Reading text Block Start

Migraine is the second most debilitating disease worldwide and is even the first in young women [8, 24]. Severe migraine attacks are ranked by the World Health Organization among the most disabling diseases, comparable to dementia, paraplegia and active psychosis.

The disease imposes an enormous clinical and economic burden on individuals and society. Migraine is a chronic condition that can last for many decades of life. In some patients it can progress progressively. This means that the frequency of migraine attacks as well as their intensity and duration can increase. At the same time, accompanying symptoms such as nausea, vomiting and hypersensitivity to noise and light can also be increased. The result is that episodic migraine attacks can turn into a chronic form.

Chronic migraine affects approximately 1-2% of the population [8, 12, 26]. That's around 1.66 million people in Germany. About 2.5% of people with episodic migraine develop chronic migraine. The affected patients have 15 or more headache days per month. The prevalence of migraines peaks in adulthood between the ages of 25 and 55. Those affected are most affected by migraine attacks between the ages of 40 and 50. These people are more likely to be unable to work or retire early. Clinical observations show that the pain-maintaining psychological comorbidity of migraine patients has become significantly more complex and severe in recent years. This applies to both depressive illnesses and anxiety disorders. The risk of depression, anxiety disorders and suicide is 3-7 times higher among those affected than among healthy people. The risk of circulatory diseases, heart attacks and strokes is around 1.5-2 times higher than in healthy people. This particularly affects young women under 45 years of age.

Reading text Block End
Exercise data Block Start

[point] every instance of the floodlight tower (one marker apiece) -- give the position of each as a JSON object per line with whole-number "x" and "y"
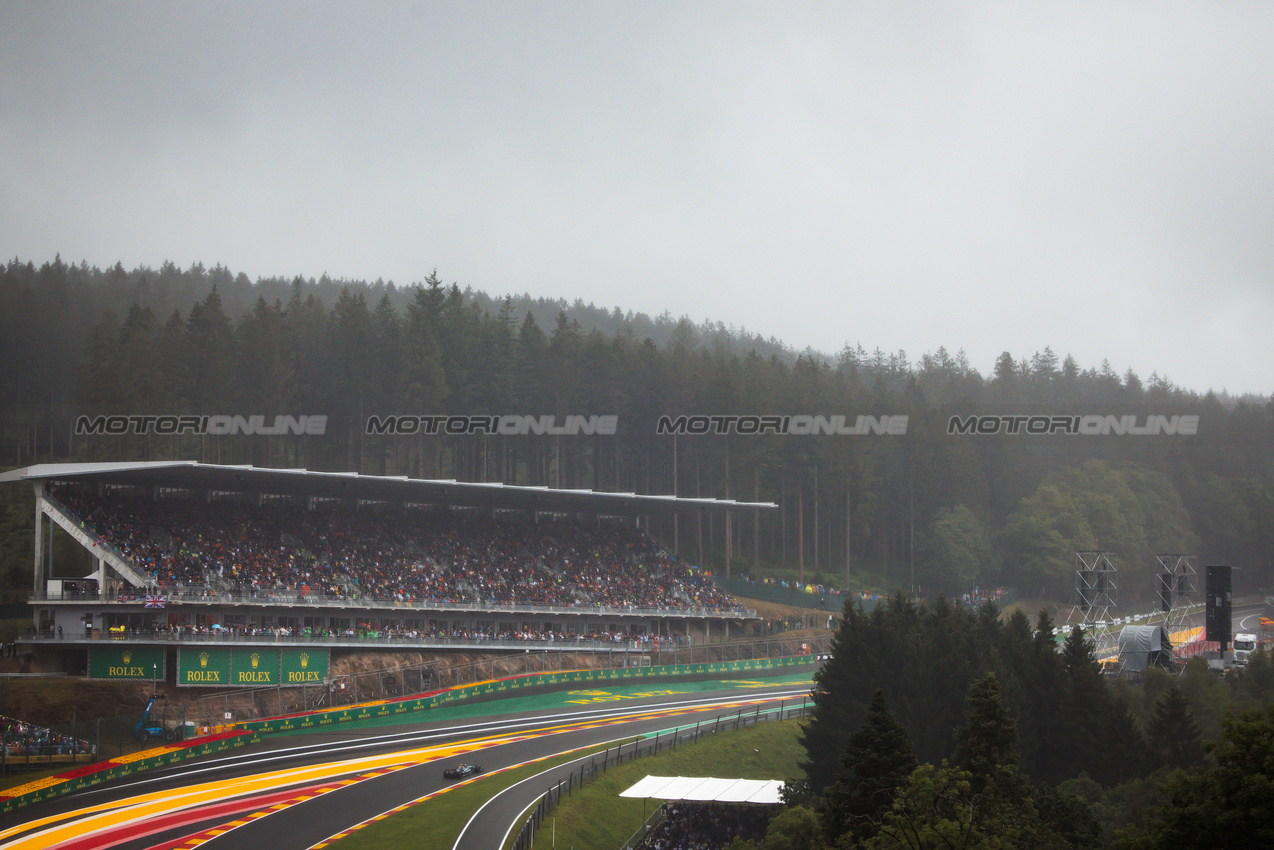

Exercise data Block End

- **Exercise requirements**:
a: Answer these questions from the migraine text, one line each, marked (i), (ii), (iii):
(i) Which three conditions does the World Health Organization rank severe migraine attacks alongside?
(ii) About what percentage of people with episodic migraine develop chronic migraine?
(iii) How many headache days per month do patients with chronic migraine have?
b: Can you condense the paragraph of the migraine text beginning "The disease imposes an enormous clinical and economic burden" into a shorter version that keeps its main facts?
c: Carry on the migraine text, starting after its final sentence.

- **Written responses**:
a:
(i) Dementia, paraplegia and active psychosis.
(ii) About 2.5%.
(iii) 15 or more.

b: Migraine places a heavy clinical and economic burden on individuals and society and can last for decades. In some patients it worsens over time: attacks become more frequent, intense and long-lasting, and accompanying symptoms such as nausea, vomiting and sensitivity to noise and light may increase. As a result, episodic migraine can become chronic.

c:
It is estimated that the German population loses 32 million working days a year due to migraines. Migraines and chronic headaches are the second most common reason for short-term incapacity to work. According to projections, incapacity to work due to migraines alone costs 3.1 billion euros annually in Germany, calculated on the basis of 32 million days lost.

Migraine is diagnosed according to the diagnostic criteria of the 3rd edition of the International Headache Classification ICHD-3 [17] (see table). Today there are 48 main types of migraine. The main subgroups are migraine without aura, migraine with aura, chronic migraine, migraine complications, probable migraine and the episodic syndromes that may accompany migraine. Accurate knowledge of the International Headache Classification is the basis for keeping up with the progress in today's diagnosis and treatment of migraines.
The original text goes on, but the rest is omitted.